Task 1: According to the technology guide, everything the technology department provides is in the service of what?
Task 2: Retype the passage of the technology guide between "2015-16 Technology Guide" and "your time here.", inclusive, keeping every word and punctuation mark unchanged.
Task 3: Continue the technology guide from the point at which it stops.

2015-16 Technology Guide
Columbia University Graduate School of Journalism
Greetings from the technology staff at the Journalism School. Our department will be working closely with you during your time here.
Our mission is to help you use technology and equipment in ways that are integrated with our academic courses and best suited to the curriculum. We are not primarily a technology school, so everything we provide is in the service of journalism.
In conjunction with the faculty, we teach some technical skills while expecting you to be fast learners willing to, as they say, practice, practice, practice. Any technical skills (using digital cameras, image editing, web production, etc.) that you can acquire before you arrive here will be useful, but not mandatory. Depending on the courses you take, you will learn these and other skills here.
The School’s equipment room keeps, for student use, dozens of video and still cameras, radio recording kits, etc. — enough to service our many classes and projects simultaneously. However, given the way the news business is changing and how many students and faculty use technology, we are unable to stock the vast amounts of cameras, audio recorders and portable storage media that would be needed to cover every contingency for more than 300 students’ personal interests. Much of the equipment we have is earmarked for use within specific classes, but some gear is available to the general student body. Because of the limited supply, equipment may not be available for students pursuing their own projects or looking for equipment outside of class sessions.

Given information:
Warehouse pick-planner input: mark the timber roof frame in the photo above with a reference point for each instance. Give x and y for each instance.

Task response 1: Journalism.

Task response 2:
2015-16 Technology Guide
Columbia University Graduate School of Journalism
Greetings from the technology staff at the Journalism School. Our department will be working closely with you during your time here.

Task response 3:
Students may checkout equipment for up to 3 days at a time, and may renew the equipment in person based on availability. In order to assure proper supplies of equipment for all students, on-time return is essential.
Therefore, we recommend that you look through the attached equipment guidelines and, if possible, bring with you the items that fit your budget. This can be especially helpful for students planning to do more advanced photojournalism, whose classes require digital SLR cameras. There are other advantages to bringing your own device: You won’t have to check it in or out of the equipment room. It’ll always be in the condition you last left it. And when you graduate, you’ll already equipment that you’re comfortable with. Please note: One thing we do NOT do is to serve as a repair shop. You will be responsible for the maintenance and servicing of your own equipment.
We welcome your comments and feedback regarding this guide or any other equipment questions at: email@example.com.
The Journalism School is equipped with six computer labs, plus private editing suites and computers located in the student lounge and elsewhere. Still, we recommend that you bring your own laptop so you can work in the field, at home, in spaces that don’t have computers inside the School, or on the often-sunny steps of the Journalism building. Free wireless access is available throughout the Journalism School and Columbia campus.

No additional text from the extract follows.